[読解文]:

____

肺がんの診療を進めるにあたり、常に意識することがあります。
・その患者さんにとって、肺がんと診断することはどんな意味があるのか
・その患者さんにとって、肺がんの治療をすることはどんな意味があるのか
・その患者さんは、肺がんと診断されることの意味を理解できるのか
・その患者さんは、肺がんの治療をすることの意味を理解できるのか
・自分がどのように関われば、その患者さんの利益が最大化されるのか
・自分がどのように関われば、無用な不利益から患者さんを遠ざけられるのか
・こうしたことを、患者さんの家族は理解してくれるのか
目下の悩みの種のひとつに、まだ診断がついていない肺がん疑いの患者さんに対して、胸水穿刺を行うべきか否か、というのがあります。
大腿骨頸部骨折後のリハビリ目的で入院しています。
心臓合併症に対して、抗凝固薬を定期服用しています。
肺に影があることは患者さん本人もご家族もご存じで、紹介元の呼吸器内科医とは何もせず経過観察をするということで話がついています。
別に悩むことはなさそうです。

____

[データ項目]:
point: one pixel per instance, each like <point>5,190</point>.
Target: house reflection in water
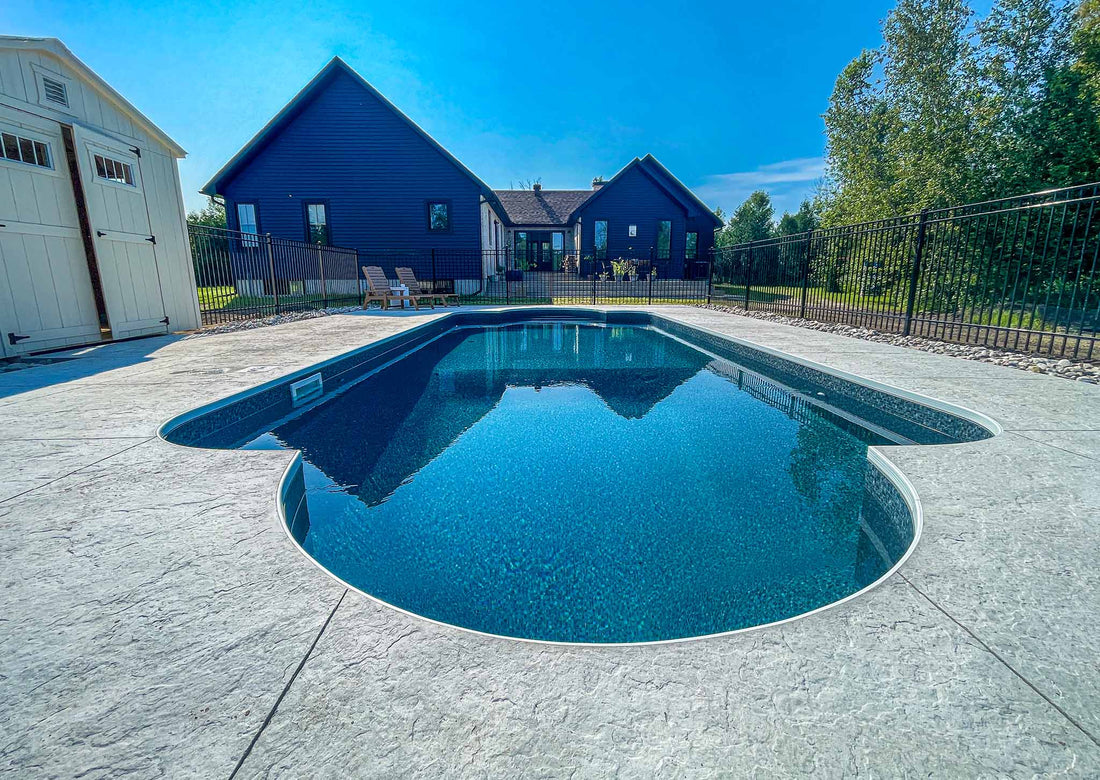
<point>376,436</point>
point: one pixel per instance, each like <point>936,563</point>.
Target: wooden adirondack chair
<point>408,278</point>
<point>378,289</point>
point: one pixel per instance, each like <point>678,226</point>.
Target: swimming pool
<point>592,482</point>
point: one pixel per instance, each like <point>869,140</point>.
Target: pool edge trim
<point>875,457</point>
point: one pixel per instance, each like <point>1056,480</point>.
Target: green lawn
<point>227,299</point>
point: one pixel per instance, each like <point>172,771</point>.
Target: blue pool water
<point>581,483</point>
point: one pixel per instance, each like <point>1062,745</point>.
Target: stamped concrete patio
<point>157,622</point>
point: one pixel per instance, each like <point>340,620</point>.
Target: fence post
<point>805,274</point>
<point>320,265</point>
<point>271,267</point>
<point>748,277</point>
<point>710,276</point>
<point>915,275</point>
<point>650,275</point>
<point>359,277</point>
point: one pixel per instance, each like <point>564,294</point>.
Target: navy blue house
<point>341,165</point>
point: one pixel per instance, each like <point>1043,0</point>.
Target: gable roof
<point>659,175</point>
<point>298,101</point>
<point>541,207</point>
<point>653,164</point>
<point>58,50</point>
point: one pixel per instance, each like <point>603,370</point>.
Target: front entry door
<point>120,224</point>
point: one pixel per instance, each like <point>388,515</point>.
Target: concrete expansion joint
<point>286,688</point>
<point>1000,658</point>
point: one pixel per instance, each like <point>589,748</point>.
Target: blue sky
<point>728,96</point>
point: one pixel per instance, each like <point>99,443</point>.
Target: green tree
<point>751,221</point>
<point>802,221</point>
<point>212,215</point>
<point>1023,44</point>
<point>927,65</point>
<point>860,131</point>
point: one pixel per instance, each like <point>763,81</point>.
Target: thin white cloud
<point>788,183</point>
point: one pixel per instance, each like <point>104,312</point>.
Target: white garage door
<point>45,289</point>
<point>124,245</point>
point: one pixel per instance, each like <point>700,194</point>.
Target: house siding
<point>375,174</point>
<point>634,198</point>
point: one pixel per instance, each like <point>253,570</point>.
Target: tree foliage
<point>952,109</point>
<point>212,215</point>
<point>751,221</point>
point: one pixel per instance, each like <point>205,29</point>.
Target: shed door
<point>119,220</point>
<point>45,290</point>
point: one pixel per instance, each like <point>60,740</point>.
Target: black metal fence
<point>1019,273</point>
<point>246,275</point>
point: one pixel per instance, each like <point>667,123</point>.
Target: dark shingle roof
<point>543,207</point>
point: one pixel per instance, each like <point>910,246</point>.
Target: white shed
<point>92,229</point>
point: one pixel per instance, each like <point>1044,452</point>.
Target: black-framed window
<point>317,223</point>
<point>600,238</point>
<point>439,216</point>
<point>521,248</point>
<point>663,239</point>
<point>248,222</point>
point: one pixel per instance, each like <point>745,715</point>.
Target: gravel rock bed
<point>1067,369</point>
<point>276,319</point>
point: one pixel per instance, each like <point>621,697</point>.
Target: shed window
<point>114,171</point>
<point>25,151</point>
<point>600,235</point>
<point>691,250</point>
<point>663,239</point>
<point>54,91</point>
<point>317,223</point>
<point>439,216</point>
<point>246,222</point>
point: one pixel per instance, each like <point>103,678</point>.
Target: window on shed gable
<point>439,216</point>
<point>24,150</point>
<point>54,91</point>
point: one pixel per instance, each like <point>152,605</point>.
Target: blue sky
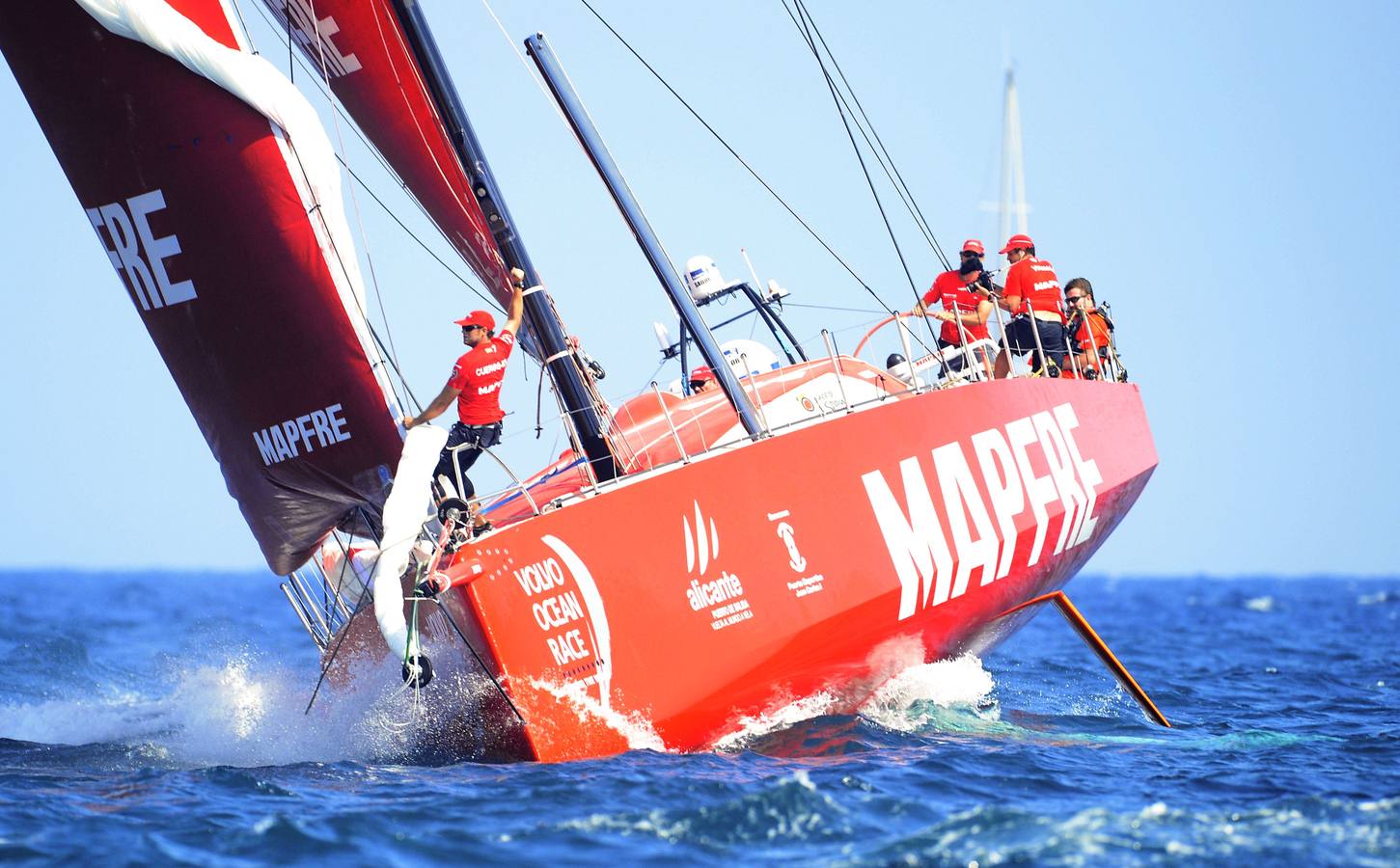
<point>1225,174</point>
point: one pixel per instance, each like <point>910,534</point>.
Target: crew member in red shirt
<point>1032,296</point>
<point>1088,331</point>
<point>953,290</point>
<point>477,388</point>
<point>703,380</point>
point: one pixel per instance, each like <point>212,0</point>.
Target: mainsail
<point>227,231</point>
<point>360,49</point>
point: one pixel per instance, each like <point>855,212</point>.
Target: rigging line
<point>752,171</point>
<point>394,365</point>
<point>871,124</point>
<point>238,10</point>
<point>825,307</point>
<point>384,163</point>
<point>422,244</point>
<point>525,62</point>
<point>344,269</point>
<point>391,357</point>
<point>906,199</point>
<point>354,201</point>
<point>859,157</point>
<point>344,632</point>
<point>735,154</point>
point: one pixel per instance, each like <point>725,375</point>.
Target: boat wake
<point>238,713</point>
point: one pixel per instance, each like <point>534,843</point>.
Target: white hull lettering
<point>136,254</point>
<point>307,433</point>
<point>983,539</point>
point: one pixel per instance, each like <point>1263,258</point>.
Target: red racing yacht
<point>693,560</point>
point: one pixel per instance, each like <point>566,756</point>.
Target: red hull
<point>828,557</point>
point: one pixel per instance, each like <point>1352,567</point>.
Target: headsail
<point>227,232</point>
<point>360,49</point>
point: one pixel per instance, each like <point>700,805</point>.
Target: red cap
<point>481,318</point>
<point>1018,242</point>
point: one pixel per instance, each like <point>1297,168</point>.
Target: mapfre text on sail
<point>306,433</point>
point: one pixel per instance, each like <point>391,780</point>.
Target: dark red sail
<point>208,217</point>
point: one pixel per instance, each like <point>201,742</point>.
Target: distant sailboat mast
<point>1012,168</point>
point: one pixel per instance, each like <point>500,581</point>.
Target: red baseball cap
<point>481,318</point>
<point>1018,242</point>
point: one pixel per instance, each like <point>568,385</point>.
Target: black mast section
<point>539,313</point>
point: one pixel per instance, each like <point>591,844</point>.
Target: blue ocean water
<point>158,719</point>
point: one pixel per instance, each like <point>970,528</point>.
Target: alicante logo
<point>723,594</point>
<point>701,543</point>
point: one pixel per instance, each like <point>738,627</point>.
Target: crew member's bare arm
<point>517,311</point>
<point>434,409</point>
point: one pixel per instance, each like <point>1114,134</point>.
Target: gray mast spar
<point>559,360</point>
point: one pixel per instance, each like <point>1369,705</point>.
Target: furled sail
<point>216,198</point>
<point>359,46</point>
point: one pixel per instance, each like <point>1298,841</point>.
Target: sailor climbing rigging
<point>477,388</point>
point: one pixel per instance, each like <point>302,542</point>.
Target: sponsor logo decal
<point>803,585</point>
<point>724,594</point>
<point>981,533</point>
<point>137,255</point>
<point>306,433</point>
<point>570,612</point>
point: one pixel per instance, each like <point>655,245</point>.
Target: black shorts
<point>959,360</point>
<point>474,436</point>
<point>1022,340</point>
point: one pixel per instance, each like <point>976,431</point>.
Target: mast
<point>558,357</point>
<point>583,126</point>
<point>1012,167</point>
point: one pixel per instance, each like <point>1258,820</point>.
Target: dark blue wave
<point>139,722</point>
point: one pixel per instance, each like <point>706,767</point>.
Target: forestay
<point>359,46</point>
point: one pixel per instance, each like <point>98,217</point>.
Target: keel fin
<point>1099,648</point>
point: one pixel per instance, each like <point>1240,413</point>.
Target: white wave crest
<point>236,713</point>
<point>905,703</point>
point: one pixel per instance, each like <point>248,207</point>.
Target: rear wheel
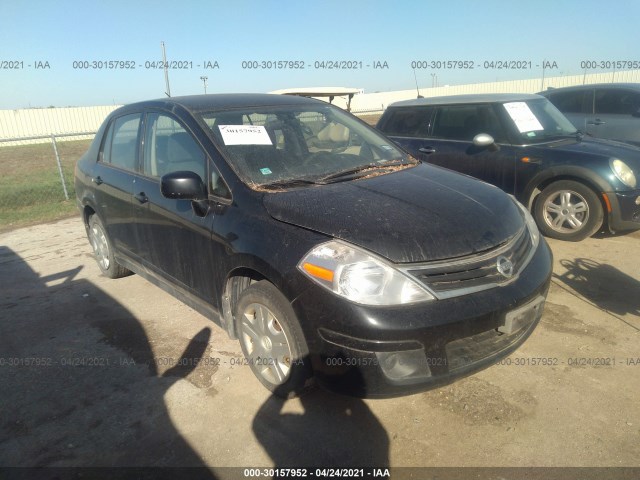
<point>272,340</point>
<point>568,210</point>
<point>103,250</point>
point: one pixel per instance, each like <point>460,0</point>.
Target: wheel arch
<point>235,283</point>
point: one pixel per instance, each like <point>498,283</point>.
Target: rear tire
<point>272,340</point>
<point>568,210</point>
<point>103,249</point>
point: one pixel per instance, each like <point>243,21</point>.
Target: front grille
<point>476,272</point>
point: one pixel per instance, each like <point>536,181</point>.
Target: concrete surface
<point>90,374</point>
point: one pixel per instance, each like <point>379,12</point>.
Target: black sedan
<point>328,252</point>
<point>574,185</point>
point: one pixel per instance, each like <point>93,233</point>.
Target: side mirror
<point>183,185</point>
<point>484,140</point>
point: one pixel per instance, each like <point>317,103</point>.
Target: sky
<point>58,53</point>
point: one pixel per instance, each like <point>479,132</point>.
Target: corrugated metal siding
<point>48,121</point>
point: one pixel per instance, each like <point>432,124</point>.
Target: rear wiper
<point>362,168</point>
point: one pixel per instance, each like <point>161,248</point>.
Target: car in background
<point>573,185</point>
<point>303,232</point>
<point>610,111</point>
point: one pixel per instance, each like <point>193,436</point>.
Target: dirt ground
<point>100,372</point>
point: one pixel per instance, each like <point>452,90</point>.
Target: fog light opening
<point>404,366</point>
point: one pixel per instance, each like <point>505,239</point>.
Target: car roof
<point>626,86</point>
<point>465,99</point>
<point>225,101</point>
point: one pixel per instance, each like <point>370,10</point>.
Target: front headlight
<point>623,173</point>
<point>360,276</point>
<point>531,224</point>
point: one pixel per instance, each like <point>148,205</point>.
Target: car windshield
<point>298,145</point>
<point>538,121</point>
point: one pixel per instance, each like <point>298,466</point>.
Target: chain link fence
<point>36,179</point>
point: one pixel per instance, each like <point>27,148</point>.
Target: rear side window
<point>408,122</point>
<point>573,102</point>
<point>463,122</point>
<point>622,102</point>
<point>120,148</point>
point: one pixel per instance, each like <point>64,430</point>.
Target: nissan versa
<point>574,185</point>
<point>328,252</point>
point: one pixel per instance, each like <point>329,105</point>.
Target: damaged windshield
<point>300,145</point>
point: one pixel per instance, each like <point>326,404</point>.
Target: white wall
<point>47,121</point>
<point>35,122</point>
<point>380,101</point>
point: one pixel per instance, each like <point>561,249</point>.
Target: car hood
<point>418,214</point>
<point>606,148</point>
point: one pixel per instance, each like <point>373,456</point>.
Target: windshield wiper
<point>351,172</point>
<point>291,182</point>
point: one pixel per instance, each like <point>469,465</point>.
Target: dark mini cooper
<point>574,185</point>
<point>303,232</point>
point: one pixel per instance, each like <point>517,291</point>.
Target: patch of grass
<point>30,186</point>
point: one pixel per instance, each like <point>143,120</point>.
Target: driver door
<point>450,144</point>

____

[課題]: 肺がん診療についての文章を、示された最後の文の後から続けて書け。 記録は肺がん診療についての文章とは関係がない。

[課題の出力]:
紹介元で、何もせずに経過観察をすると話がついているのですから。
肺がん疑いに対しては、何もせずに様子を見るのが当たり前の対応でしょう。
画像診断上は明らかに進行期で、2か月前のCTと比較して入院時のCTでは明らかな病状の進行があります。
リハビリをして体力が回復するのが先か、肺がんが進行して終末期を迎えるのが先か。
難しい判断です。
肺がんの診断をつける努力をして、なんらかのドライバー遺伝子変異が見つかったとしたらどうでしょう。
ALK融合遺伝子陽性だったら?
アレクチニブを開始したら、この患者さんの将来は劇的に変わりうるのではないでしょうか。
無診断・無治療経過観察を希望している進行肺がん疑いの患者さんが転倒、骨折し、リハビリ目的で転院してくる。
稀なケースと思われるかもしれませんが、決して少なくはありません。
その都度、呼吸器内科医として担当する私の心は千々に乱れます。
細かく説明をして、肺がんの診断・治療とリハビリに前向きな見通しがつかないか探るため、紹介元の意向に反して肺がんの診断作業を進めるべきなのか。
紹介元で定められた方針を受け入れて、リハビリはそこそこにして、来るべき肺がん終末期に向けた準備を粛々と進めるのか。
ここ数日ずっと悩んでいたのですが、仲間のリハビリスタッフがこのように彼なりの見通しを話してくれました。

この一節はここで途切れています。